#### [TASK INSTRUCTIONS]
Give back all of the material below word for word, but leave the pictures out.

Lines of data:
########
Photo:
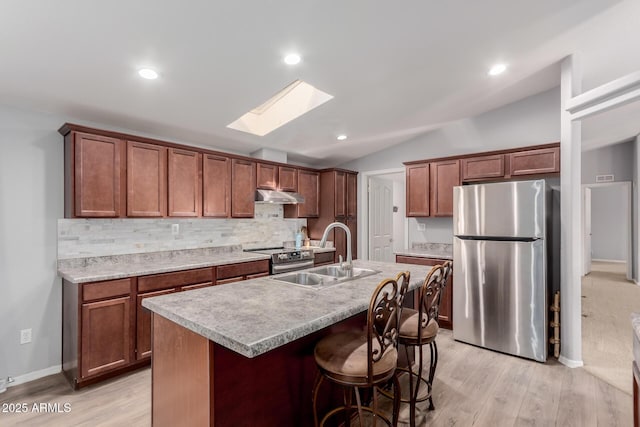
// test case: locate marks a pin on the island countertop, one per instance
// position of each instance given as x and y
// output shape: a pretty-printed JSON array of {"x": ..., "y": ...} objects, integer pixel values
[{"x": 258, "y": 315}]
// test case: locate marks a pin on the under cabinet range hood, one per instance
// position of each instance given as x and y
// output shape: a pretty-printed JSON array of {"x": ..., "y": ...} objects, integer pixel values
[{"x": 281, "y": 197}]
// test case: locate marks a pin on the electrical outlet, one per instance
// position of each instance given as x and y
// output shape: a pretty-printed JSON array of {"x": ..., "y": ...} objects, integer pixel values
[{"x": 25, "y": 336}]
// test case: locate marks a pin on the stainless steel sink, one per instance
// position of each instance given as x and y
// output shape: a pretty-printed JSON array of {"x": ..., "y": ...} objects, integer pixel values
[
  {"x": 337, "y": 271},
  {"x": 321, "y": 277},
  {"x": 306, "y": 279}
]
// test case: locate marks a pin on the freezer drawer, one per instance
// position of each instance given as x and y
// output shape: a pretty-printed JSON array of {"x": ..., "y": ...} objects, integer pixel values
[
  {"x": 505, "y": 209},
  {"x": 500, "y": 296}
]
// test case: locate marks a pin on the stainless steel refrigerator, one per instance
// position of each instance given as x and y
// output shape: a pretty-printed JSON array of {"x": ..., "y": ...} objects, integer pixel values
[{"x": 500, "y": 266}]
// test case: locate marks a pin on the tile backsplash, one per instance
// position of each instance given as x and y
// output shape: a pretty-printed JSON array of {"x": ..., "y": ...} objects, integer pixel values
[{"x": 79, "y": 238}]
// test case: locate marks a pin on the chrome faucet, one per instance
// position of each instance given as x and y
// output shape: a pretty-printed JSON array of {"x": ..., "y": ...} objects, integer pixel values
[{"x": 348, "y": 264}]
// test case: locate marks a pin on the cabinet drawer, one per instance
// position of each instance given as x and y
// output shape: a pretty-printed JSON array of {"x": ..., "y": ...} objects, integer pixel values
[
  {"x": 534, "y": 162},
  {"x": 230, "y": 280},
  {"x": 197, "y": 286},
  {"x": 485, "y": 167},
  {"x": 242, "y": 269},
  {"x": 418, "y": 260},
  {"x": 172, "y": 280},
  {"x": 323, "y": 258},
  {"x": 102, "y": 290}
]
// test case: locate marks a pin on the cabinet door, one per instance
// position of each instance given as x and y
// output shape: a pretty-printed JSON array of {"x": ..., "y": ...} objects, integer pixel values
[
  {"x": 143, "y": 324},
  {"x": 216, "y": 182},
  {"x": 146, "y": 180},
  {"x": 417, "y": 190},
  {"x": 98, "y": 163},
  {"x": 444, "y": 176},
  {"x": 445, "y": 314},
  {"x": 353, "y": 227},
  {"x": 309, "y": 187},
  {"x": 534, "y": 162},
  {"x": 287, "y": 178},
  {"x": 106, "y": 343},
  {"x": 267, "y": 176},
  {"x": 340, "y": 194},
  {"x": 243, "y": 188},
  {"x": 483, "y": 167},
  {"x": 352, "y": 195},
  {"x": 185, "y": 183}
]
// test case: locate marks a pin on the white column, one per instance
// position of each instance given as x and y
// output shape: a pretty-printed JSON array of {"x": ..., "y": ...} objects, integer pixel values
[{"x": 570, "y": 219}]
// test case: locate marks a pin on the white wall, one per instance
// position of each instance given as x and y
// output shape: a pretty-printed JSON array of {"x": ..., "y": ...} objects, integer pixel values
[
  {"x": 622, "y": 161},
  {"x": 609, "y": 207},
  {"x": 616, "y": 159},
  {"x": 31, "y": 201},
  {"x": 532, "y": 121}
]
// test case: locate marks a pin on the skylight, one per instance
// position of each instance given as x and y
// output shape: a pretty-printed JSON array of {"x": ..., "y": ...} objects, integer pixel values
[{"x": 290, "y": 103}]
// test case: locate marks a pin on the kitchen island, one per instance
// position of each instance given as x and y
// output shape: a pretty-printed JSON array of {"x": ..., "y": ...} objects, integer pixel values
[{"x": 242, "y": 353}]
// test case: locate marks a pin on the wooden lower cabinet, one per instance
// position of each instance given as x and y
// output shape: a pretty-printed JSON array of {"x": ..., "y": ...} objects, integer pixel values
[
  {"x": 105, "y": 329},
  {"x": 445, "y": 315},
  {"x": 106, "y": 343},
  {"x": 143, "y": 324}
]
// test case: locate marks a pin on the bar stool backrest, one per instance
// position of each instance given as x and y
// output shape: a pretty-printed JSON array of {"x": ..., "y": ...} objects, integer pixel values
[
  {"x": 429, "y": 301},
  {"x": 383, "y": 319}
]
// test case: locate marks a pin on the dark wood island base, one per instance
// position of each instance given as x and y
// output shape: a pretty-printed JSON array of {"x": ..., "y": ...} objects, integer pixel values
[{"x": 196, "y": 382}]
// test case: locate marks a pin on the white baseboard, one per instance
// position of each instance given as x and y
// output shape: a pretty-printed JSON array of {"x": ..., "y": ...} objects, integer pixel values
[
  {"x": 617, "y": 261},
  {"x": 570, "y": 362},
  {"x": 31, "y": 376}
]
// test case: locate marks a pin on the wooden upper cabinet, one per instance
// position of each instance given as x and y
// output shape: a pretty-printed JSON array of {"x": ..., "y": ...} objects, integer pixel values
[
  {"x": 482, "y": 167},
  {"x": 243, "y": 188},
  {"x": 352, "y": 195},
  {"x": 96, "y": 187},
  {"x": 216, "y": 183},
  {"x": 267, "y": 176},
  {"x": 309, "y": 188},
  {"x": 287, "y": 178},
  {"x": 340, "y": 194},
  {"x": 146, "y": 180},
  {"x": 185, "y": 183},
  {"x": 534, "y": 162},
  {"x": 444, "y": 176},
  {"x": 417, "y": 190}
]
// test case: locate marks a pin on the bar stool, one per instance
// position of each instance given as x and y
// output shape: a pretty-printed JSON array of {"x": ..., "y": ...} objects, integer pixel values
[
  {"x": 356, "y": 360},
  {"x": 420, "y": 327}
]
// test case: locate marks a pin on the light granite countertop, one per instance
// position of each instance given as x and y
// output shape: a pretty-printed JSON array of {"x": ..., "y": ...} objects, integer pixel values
[
  {"x": 256, "y": 316},
  {"x": 95, "y": 269},
  {"x": 429, "y": 250}
]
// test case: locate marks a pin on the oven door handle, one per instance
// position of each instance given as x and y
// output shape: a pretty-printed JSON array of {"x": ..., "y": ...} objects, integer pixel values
[{"x": 283, "y": 268}]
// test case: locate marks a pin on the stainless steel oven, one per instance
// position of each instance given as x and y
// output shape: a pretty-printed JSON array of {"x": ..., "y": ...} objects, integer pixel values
[{"x": 285, "y": 260}]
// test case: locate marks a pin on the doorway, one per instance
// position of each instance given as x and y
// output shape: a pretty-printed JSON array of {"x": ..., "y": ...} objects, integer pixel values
[
  {"x": 608, "y": 292},
  {"x": 606, "y": 225},
  {"x": 384, "y": 227}
]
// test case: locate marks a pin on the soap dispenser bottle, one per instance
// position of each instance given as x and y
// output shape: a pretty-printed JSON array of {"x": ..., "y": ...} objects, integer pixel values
########
#### [TASK OUTPUT]
Photo:
// test case: locate marks a pin on the island countertop, one per instance
// position of each instance given as x and y
// output shape: a pretty-printed JSON array of {"x": ..., "y": ...} objects, integer pixel values
[{"x": 258, "y": 315}]
// test case: locate marks a pin on the under cabinet range hood, one per instance
// position of each instance given as x and y
// output shape: a pretty-printed JSON array of {"x": ..., "y": ...} objects, integer pixel values
[{"x": 281, "y": 197}]
// test case: locate marks a pin on the electrical outlet, one per instance
// position of each instance given as x and y
// output shape: a pretty-printed JSON array of {"x": ..., "y": ...} objects, integer pixel values
[{"x": 25, "y": 336}]
// test case: locate marks a pin on the stainless steel sink, one per instance
// position of each instance given as x and y
// output shape: a pretty-printed JSON array of {"x": ..., "y": ...} objects, integer pixel values
[
  {"x": 337, "y": 271},
  {"x": 321, "y": 277},
  {"x": 306, "y": 279}
]
// test case: locate marks a pin on the freezer drawer, one per instance
// position of each instance given as x and y
// output shape: a pretty-printed JSON array of {"x": ..., "y": ...} objects, integer pixel values
[
  {"x": 505, "y": 209},
  {"x": 500, "y": 296}
]
// test case: locate marks a pin on the stainless steel refrigerator, one per instance
// position of each instance given as x and y
// output shape: a pretty-printed JSON array of {"x": ..., "y": ...} objects, integer pixel values
[{"x": 500, "y": 266}]
// test case: locate marks a pin on the tile backsplash, one per instance
// position of each instance given as x and y
// output shape: a pretty-printed JSON array of {"x": ..., "y": ...} objects, integer pixel values
[{"x": 79, "y": 238}]
// test case: locate marks a pin on the chrome faucet, one per instance
// position of each instance given as x and y
// output shape: a pretty-printed JSON array of {"x": ..., "y": ...} objects, integer pixel values
[{"x": 348, "y": 264}]
// test case: locate marks a pin on the cabinet drawer, one per instance
// position of each instance given as x and y
// output shape: a pretty-printed JSON array of {"x": ..., "y": ...} objects, integer pixel values
[
  {"x": 534, "y": 162},
  {"x": 230, "y": 280},
  {"x": 197, "y": 286},
  {"x": 485, "y": 167},
  {"x": 242, "y": 269},
  {"x": 418, "y": 260},
  {"x": 172, "y": 280},
  {"x": 323, "y": 258},
  {"x": 102, "y": 290}
]
// test case: locate marks a pin on the cabinet door, one per instance
// position of each instance given as x and y
// output shape: a pretty-printed JSON array of {"x": ..., "y": ...} objects, integer pixel values
[
  {"x": 143, "y": 324},
  {"x": 216, "y": 182},
  {"x": 146, "y": 180},
  {"x": 417, "y": 190},
  {"x": 98, "y": 163},
  {"x": 444, "y": 176},
  {"x": 445, "y": 314},
  {"x": 353, "y": 227},
  {"x": 309, "y": 187},
  {"x": 534, "y": 162},
  {"x": 287, "y": 178},
  {"x": 106, "y": 343},
  {"x": 267, "y": 176},
  {"x": 340, "y": 194},
  {"x": 243, "y": 188},
  {"x": 483, "y": 167},
  {"x": 352, "y": 195},
  {"x": 185, "y": 183}
]
// test case: locate marks a pin on the white column, one per instance
// position of each instance given as x and y
// output shape: a pretty-printed JSON array of {"x": ..., "y": ...} objects, integer pixel values
[{"x": 570, "y": 219}]
// test case: locate marks a pin on the white wall, one per instance
// position of each instance given as x and y
// output shape: a pretty-printed JSON array of {"x": ..., "y": ...} objects, integer pixel values
[
  {"x": 622, "y": 161},
  {"x": 609, "y": 207},
  {"x": 616, "y": 159},
  {"x": 31, "y": 201},
  {"x": 532, "y": 121}
]
// test case: locate marks a pin on the skylight, one per instance
// position of each instance given as x and y
// output shape: a pretty-printed JSON array of {"x": ..., "y": ...} objects, integer pixel values
[{"x": 290, "y": 103}]
// test case: locate marks a pin on the kitchen island, one per instance
// position of each instance given as x and y
// output shape: a pretty-printed JSON array of {"x": ..., "y": ...} objects, integer pixel values
[{"x": 242, "y": 353}]
// test case: locate marks a pin on the wooden lower cabinet, one per instance
// position of each instance given as x and y
// output shape: a pretty-printed JSON array of {"x": ..., "y": ...} objects, integer pixel values
[
  {"x": 105, "y": 329},
  {"x": 445, "y": 315},
  {"x": 106, "y": 343},
  {"x": 143, "y": 324}
]
// test case: locate marks a pin on the bar stool backrest, one per instance
// position of each instance given as x and y
// output shape: a pretty-printed JSON array of {"x": ..., "y": ...} objects, integer pixel values
[
  {"x": 429, "y": 301},
  {"x": 383, "y": 319}
]
// test case: locate marks a pin on the dark wood island base, one per instance
// position of each instance given as x and y
// output shape: a pretty-printed JSON array of {"x": ..., "y": ...} objects, integer pixel values
[{"x": 196, "y": 382}]
// test case: locate marks a pin on the white baseboard, one per instance
// position of each instance given as x and y
// output shape: a pretty-printed JSON array of {"x": ..., "y": ...} objects, integer pixel values
[
  {"x": 617, "y": 261},
  {"x": 570, "y": 362},
  {"x": 31, "y": 376}
]
// test case: locate marks a pin on the wooden upper cabinet, one per instance
// position of each instance given as x and y
// output shape: a pretty-printed JSON array of {"x": ..., "y": ...} objects, integer pixel values
[
  {"x": 482, "y": 167},
  {"x": 243, "y": 188},
  {"x": 352, "y": 195},
  {"x": 96, "y": 187},
  {"x": 216, "y": 183},
  {"x": 267, "y": 176},
  {"x": 309, "y": 188},
  {"x": 287, "y": 178},
  {"x": 340, "y": 194},
  {"x": 146, "y": 180},
  {"x": 185, "y": 183},
  {"x": 534, "y": 162},
  {"x": 444, "y": 176},
  {"x": 417, "y": 190}
]
// test case: locate marks a pin on the bar stool, one per instance
// position of each instance given as x and y
// output shape: a pretty-printed JSON array of {"x": ..., "y": ...} objects, integer pixel values
[
  {"x": 356, "y": 360},
  {"x": 420, "y": 327}
]
// test case: locate marks a pin on the light granite countertop, one per instance
// position of each instance given as x and y
// output shape: a pretty-printed JSON array of {"x": ..., "y": ...} objects, integer pixel values
[
  {"x": 256, "y": 316},
  {"x": 95, "y": 269},
  {"x": 429, "y": 250}
]
// test case: locate marks a pin on the oven door handle, one per instance
// position of each instance given as x and y
// output shape: a pretty-printed JSON array of {"x": ..., "y": ...} objects, integer pixel values
[{"x": 283, "y": 268}]
// test case: locate marks a pin on the stainless steel oven, one per instance
// position of each instance given as x and y
// output shape: a pretty-printed JSON array of {"x": ..., "y": ...} objects, integer pixel values
[{"x": 285, "y": 260}]
// test case: locate marks a pin on the doorway, one per instance
// position of each instance given as x and y
// output shape: a pretty-printed JSON array of {"x": ..., "y": ...} objects, integer pixel values
[
  {"x": 608, "y": 292},
  {"x": 606, "y": 225},
  {"x": 384, "y": 227}
]
// test case: locate marks a pin on the soap dispenser bottle, one per instance
// position of each instance given as x and y
// output shape: a pretty-printed JSON array of {"x": ..., "y": ...} objects, integer pixel values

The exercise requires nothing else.